= Task brief =
From the entries below, extract each line that contains the string "formatted" and copy it unchanged. Treat uppercase and lowercase letters as different.

= Data provided =
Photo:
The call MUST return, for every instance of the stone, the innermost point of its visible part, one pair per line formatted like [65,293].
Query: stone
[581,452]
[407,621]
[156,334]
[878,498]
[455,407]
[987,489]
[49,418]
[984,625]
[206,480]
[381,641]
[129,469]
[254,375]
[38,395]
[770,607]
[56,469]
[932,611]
==
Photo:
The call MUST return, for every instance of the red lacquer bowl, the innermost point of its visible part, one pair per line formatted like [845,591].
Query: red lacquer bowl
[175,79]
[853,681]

= Written reply =
The call MUST return, for every instance of the stone, the innermost point of its visible part, one pair per line formatted like [65,293].
The call MUST return, for every instance of the red lacquer bowl, the innermost point of its visible part, one pair per line formatted like [845,591].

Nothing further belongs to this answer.